* [WORK TO COMPLETE] Reproduce word for word everything in the forum thread below on graph matching, from "That being said, this" down to "of a waste.".

* [PASSAGE]
····················

I didn’t use a prime modulus or anything like that. I just chose random integers as variables of the Tutte matrix, and did the GEM on doubles. Chances are small that there’d always be an undetectably non-zero (or zero) solution
So I just try this an (insert constant here) amount of times and decide if the determinant can be non-zero.
That being said, this problem would’ve done better in a short contest. It’s hard to make worst-case test data, so wrong/slow solutions could pass, I think. Also, I solved it using Google Search algorithm, where I googled “perfect matching general graph” and got to Tutte matrix in no time. Overall, deciding if there’s a perfect matching in a graph sounds like a standard problem (and therefore solvable with hardly any effort by finding the solution), so it is a bit of a waste.
I think this problem tested google searching skills more than the programming knowledge. I know this was not intended but all one had to do to solve this problem was to figure out that it is a maximum matching problem in general graphs, search the same, find out about blossom algorithm and then search blossom algorithm code. Nevertheless it led me to many new algorithms and concepts. I read in norbert blum’s paper how a O(m*root(n)) complexity algorithm can find maximum matching in a general graph. If anyone solved the problem using this, please share your code.

····················

* [ENTRIES SUPPLIED]
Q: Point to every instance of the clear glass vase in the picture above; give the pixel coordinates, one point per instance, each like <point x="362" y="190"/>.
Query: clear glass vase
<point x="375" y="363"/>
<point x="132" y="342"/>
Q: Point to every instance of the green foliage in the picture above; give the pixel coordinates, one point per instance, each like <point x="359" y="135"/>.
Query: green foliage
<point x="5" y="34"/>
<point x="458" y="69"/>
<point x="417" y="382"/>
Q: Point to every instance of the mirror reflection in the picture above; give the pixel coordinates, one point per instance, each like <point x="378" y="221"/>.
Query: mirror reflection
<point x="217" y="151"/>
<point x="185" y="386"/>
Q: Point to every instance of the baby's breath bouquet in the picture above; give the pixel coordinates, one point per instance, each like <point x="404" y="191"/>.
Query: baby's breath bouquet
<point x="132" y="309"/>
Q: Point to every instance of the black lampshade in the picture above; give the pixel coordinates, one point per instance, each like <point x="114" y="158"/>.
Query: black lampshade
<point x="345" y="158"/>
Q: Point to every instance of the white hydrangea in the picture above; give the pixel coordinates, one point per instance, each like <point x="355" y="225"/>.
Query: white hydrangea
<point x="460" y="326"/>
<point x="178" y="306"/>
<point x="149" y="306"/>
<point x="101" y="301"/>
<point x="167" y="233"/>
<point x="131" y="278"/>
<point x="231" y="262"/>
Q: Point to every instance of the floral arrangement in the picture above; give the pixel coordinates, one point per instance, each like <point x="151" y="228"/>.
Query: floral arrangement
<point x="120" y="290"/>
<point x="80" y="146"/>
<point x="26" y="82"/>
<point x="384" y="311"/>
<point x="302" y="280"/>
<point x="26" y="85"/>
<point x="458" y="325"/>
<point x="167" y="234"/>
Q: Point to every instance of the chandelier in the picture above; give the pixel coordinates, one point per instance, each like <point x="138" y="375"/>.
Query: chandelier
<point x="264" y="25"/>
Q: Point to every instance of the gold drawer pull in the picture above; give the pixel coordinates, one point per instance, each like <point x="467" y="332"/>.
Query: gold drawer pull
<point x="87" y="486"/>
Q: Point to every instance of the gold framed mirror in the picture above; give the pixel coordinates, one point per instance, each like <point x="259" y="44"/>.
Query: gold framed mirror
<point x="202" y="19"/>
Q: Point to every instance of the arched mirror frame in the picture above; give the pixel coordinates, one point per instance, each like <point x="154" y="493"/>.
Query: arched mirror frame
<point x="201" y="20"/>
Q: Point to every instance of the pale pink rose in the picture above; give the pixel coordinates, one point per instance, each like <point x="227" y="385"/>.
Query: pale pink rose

····················

* [EXERCISE RESULT]
That being said, this problem would’ve done better in a short contest. It’s hard to make worst-case test data, so wrong/slow solutions could pass, I think. Also, I solved it using Google Search algorithm, where I googled “perfect matching general graph” and got to Tutte matrix in no time. Overall, deciding if there’s a perfect matching in a graph sounds like a standard problem (and therefore solvable with hardly any effort by finding the solution), so it is a bit of a waste.